**EXERCISE MATERIALS**
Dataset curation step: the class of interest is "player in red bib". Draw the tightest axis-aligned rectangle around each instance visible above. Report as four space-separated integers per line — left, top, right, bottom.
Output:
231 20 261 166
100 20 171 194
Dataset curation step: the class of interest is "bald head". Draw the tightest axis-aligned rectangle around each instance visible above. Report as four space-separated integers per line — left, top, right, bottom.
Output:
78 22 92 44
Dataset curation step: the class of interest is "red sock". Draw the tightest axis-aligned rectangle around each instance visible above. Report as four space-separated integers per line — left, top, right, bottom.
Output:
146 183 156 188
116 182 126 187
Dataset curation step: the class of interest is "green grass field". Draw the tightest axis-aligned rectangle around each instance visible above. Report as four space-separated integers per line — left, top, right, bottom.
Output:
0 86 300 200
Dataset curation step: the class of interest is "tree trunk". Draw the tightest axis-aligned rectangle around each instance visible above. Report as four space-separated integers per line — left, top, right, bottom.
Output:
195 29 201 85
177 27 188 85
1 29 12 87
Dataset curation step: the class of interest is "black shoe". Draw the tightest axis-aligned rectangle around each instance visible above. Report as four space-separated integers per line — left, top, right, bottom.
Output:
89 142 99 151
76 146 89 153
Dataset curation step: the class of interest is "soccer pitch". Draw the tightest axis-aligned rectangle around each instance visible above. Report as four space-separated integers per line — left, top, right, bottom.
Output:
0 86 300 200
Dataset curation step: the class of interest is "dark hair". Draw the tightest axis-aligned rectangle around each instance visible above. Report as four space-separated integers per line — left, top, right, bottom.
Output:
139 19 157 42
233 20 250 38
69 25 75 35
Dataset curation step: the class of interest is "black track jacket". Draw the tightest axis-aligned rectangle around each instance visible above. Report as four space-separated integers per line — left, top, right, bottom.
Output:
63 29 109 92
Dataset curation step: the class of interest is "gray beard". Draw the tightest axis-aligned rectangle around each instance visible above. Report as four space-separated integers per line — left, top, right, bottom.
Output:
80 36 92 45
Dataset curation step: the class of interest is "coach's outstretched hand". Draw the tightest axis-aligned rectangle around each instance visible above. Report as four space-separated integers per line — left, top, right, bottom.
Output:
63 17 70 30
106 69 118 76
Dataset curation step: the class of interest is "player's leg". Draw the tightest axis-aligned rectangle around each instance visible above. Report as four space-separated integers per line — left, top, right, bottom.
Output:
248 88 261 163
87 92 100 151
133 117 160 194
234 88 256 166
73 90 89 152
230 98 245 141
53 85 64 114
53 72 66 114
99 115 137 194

**WHAT NEEDS TO BE DONE**
Rewrite all of the data above as a numbered list, leaving out any blank lines.

**SOLUTION FOR THIS PROBLEM**
1. Dataset curation step: the class of interest is "player in red bib". Draw the tightest axis-aligned rectangle around each instance visible above. Report as four space-separated integers per line — left, top, right, bottom.
2. Output:
3. 231 20 261 166
4. 100 20 171 194
5. Dataset curation step: the class of interest is "bald head". Draw the tightest axis-aligned rectangle around each instance visible above. Report as four space-separated integers per line — left, top, right, bottom.
6. Output:
7. 78 22 92 44
8. Dataset curation step: the class of interest is "red sock". Draw the tightest axis-aligned rectangle around each instance visible above. Report as four space-separated integers per line — left, top, right, bottom.
9. Output:
10. 146 183 156 188
11. 116 182 126 187
12. Dataset curation step: the class of interest is "green grass field". Draw the tightest axis-aligned rectangle around each instance visible above. Report as four space-separated integers per line — left, top, right, bottom.
13. Output:
14. 0 86 300 200
15. Dataset curation step: the class of interest is "tree trunk". Draw the tightest axis-aligned rectangle around each instance visible above. Report as four space-separated integers per line — left, top, right, bottom.
16. Output:
17. 195 29 201 85
18. 177 27 188 85
19. 1 29 12 87
20. Dataset curation step: the class of interest is "black shoe". Draw the tightest axis-aligned rectangle around each instance visible above. Report as four space-separated integers per line — left, top, right, bottom.
21. Output:
22. 89 142 99 151
23. 76 146 89 153
24. Dataset curation step: the class of interest is "soccer pitch". Draw the tightest axis-aligned rectangle around each instance visible above. Report as four space-separated integers per line — left, top, right, bottom.
25. Output:
26. 0 86 300 200
27. Dataset curation step: the class of interest is "dark hair". Draw the tightest axis-aligned rectangle around each instance visible above. Report as four space-separated integers per line — left, top, right, bottom.
28. Output:
29. 139 19 157 42
30. 233 20 250 38
31. 69 25 75 35
32. Dataset curation step: the class of interest is "black track jacket". Draw the tightest axis-aligned rectangle around each instance visible above. Report as four space-separated integers per line — left, top, right, bottom.
33. Output:
34. 63 29 109 92
35. Dataset curation step: the class of interest is "gray beard". Draw the tightest axis-aligned rectangle around each instance visible above. Report as four space-separated integers per line — left, top, right, bottom.
36. Output:
37. 80 36 92 45
38. Dataset curation step: the class of interest is "coach's outstretched hand". Draw the tightest axis-aligned rectangle around each instance visible above. Report as four space-separated integers per line — left, top, right, bottom.
39. Output:
40. 63 17 70 30
41. 106 69 118 76
42. Dataset curation step: the class of interest is "player's leg". Draw the tightest axis-aligned rectangle around each instance visible above. Report as four space-separated integers per line — left, top, right, bottom.
43. Output:
44. 248 88 261 163
45. 87 92 100 151
46. 133 117 160 194
47. 234 88 256 166
48. 73 90 89 152
49. 230 98 245 141
50. 53 85 64 114
51. 53 72 66 114
52. 99 115 137 194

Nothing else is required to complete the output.